▶ Stated problem: Reproduce each of the following lines verbatim, preserving their order and wording.

▶ Provided entries:
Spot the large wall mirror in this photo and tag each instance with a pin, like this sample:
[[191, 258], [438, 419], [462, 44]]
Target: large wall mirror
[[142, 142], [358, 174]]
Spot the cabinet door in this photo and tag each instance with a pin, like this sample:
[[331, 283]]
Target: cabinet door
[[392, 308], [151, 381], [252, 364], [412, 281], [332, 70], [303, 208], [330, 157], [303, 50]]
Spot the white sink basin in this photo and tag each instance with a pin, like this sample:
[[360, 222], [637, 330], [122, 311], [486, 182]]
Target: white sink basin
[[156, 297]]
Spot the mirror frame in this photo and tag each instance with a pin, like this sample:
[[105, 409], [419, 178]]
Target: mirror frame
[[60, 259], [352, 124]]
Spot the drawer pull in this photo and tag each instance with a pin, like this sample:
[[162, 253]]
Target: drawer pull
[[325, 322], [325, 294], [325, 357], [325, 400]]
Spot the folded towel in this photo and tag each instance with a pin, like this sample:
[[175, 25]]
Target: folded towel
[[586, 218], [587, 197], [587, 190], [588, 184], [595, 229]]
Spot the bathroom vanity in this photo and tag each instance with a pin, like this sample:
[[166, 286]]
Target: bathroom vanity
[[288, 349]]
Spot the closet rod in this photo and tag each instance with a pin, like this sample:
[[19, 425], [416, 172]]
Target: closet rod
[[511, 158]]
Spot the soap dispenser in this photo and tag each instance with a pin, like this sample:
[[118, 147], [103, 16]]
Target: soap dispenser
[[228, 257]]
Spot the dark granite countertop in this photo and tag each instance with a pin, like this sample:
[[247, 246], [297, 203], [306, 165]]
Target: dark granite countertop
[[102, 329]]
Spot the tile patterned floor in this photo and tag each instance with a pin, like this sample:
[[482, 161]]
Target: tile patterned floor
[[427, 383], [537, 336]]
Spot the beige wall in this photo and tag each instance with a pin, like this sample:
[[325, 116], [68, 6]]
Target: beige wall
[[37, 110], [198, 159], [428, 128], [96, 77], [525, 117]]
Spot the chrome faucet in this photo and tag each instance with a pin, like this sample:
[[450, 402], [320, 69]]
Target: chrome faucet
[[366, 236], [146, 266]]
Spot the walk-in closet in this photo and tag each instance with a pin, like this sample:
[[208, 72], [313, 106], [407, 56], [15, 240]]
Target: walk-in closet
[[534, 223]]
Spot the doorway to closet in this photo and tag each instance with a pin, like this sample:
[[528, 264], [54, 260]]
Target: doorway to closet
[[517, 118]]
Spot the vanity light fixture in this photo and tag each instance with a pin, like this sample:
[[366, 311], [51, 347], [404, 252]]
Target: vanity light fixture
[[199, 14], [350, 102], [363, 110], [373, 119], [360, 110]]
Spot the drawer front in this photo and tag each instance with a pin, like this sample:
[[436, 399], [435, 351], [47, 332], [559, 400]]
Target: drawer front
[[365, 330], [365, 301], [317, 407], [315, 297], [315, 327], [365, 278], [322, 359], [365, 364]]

▶ The response:
Spot the large wall mirror in this photo and tag each instance with a pin, like this sample:
[[191, 258], [438, 419], [462, 44]]
Target: large wall mirror
[[142, 142], [358, 174]]
Spot the cabinet door in this photo and tag each instance with a pin, like this sample:
[[331, 283]]
Target: cabinet door
[[392, 308], [151, 381], [252, 364], [412, 281], [332, 70], [303, 208], [330, 157], [303, 50]]
Spot the white sink basin in this photo and tag each instance with a pin, like this sample:
[[360, 222], [637, 330], [122, 311], [486, 182]]
Target: white sink basin
[[156, 297]]
Spot the mirror frame in this photo and tag each instance with a pin, like this sample:
[[105, 409], [419, 178]]
Target: mirror frame
[[60, 259], [352, 124]]
Spot the drawer pull in this photo and tag each instance with a pin, like this sample:
[[162, 253]]
Target: drawer pull
[[325, 322], [325, 294], [325, 357], [325, 400]]
Spot the folded towel in this photo and tag each instance with a pin, like this sample:
[[175, 25]]
Target: folded towel
[[586, 218], [587, 197], [587, 190], [588, 184], [595, 229]]
Spot the bathroom vanity in this photo and tag each instance with a pin, like this sample:
[[166, 286]]
Target: bathroom vanity
[[288, 349]]
Spot the closet rod in this photo and tag each instance with a pin, like this sample:
[[19, 425], [416, 172]]
Target: closet rod
[[511, 158]]
Spot the soap dispenser in this photo and tag each instance with a pin, like this sample:
[[118, 147], [103, 16]]
Target: soap dispenser
[[228, 257]]
Spot the dark granite countertop in this photo and tag each instance with a pin, like this sample:
[[247, 246], [297, 203], [306, 165]]
Target: dark granite countertop
[[102, 329]]
Spot the tile patterned floor in this photo and tag each instance with a pin, like this sample:
[[482, 161]]
Target: tile patterned floor
[[427, 383], [537, 336]]
Spot the beige wall in this photo and tag each instance with a pin, like this sample:
[[325, 116], [68, 6]]
Target: beige wall
[[37, 110], [198, 159], [428, 128], [96, 77], [525, 117]]
Spot the chrome faucet in this photo and tag each instance with a pin, like this sample:
[[450, 402], [320, 69]]
Target: chrome faucet
[[366, 236], [146, 266]]
Spot the walk-in closet in this photo and tag each instance with a pin, like this sample:
[[208, 72], [313, 106], [407, 56], [15, 240]]
Target: walk-in closet
[[534, 223]]
Spot the doorway to closet in this photo and tag each instance with a pin, like this sample:
[[528, 264], [54, 260]]
Target: doorway to closet
[[517, 118]]
Spot the vanity light fixture in this photo and tag each instance with a pin, like this sample:
[[366, 311], [51, 347], [404, 252]]
Target: vanity light fixture
[[199, 14], [350, 102], [363, 110], [373, 119], [360, 110]]
Spot the drawer front in this photo and tag each instance with a pin, like this sample:
[[436, 399], [435, 351], [47, 332], [559, 400]]
Target: drawer front
[[365, 330], [365, 301], [317, 407], [315, 297], [315, 327], [365, 278], [322, 359], [365, 364]]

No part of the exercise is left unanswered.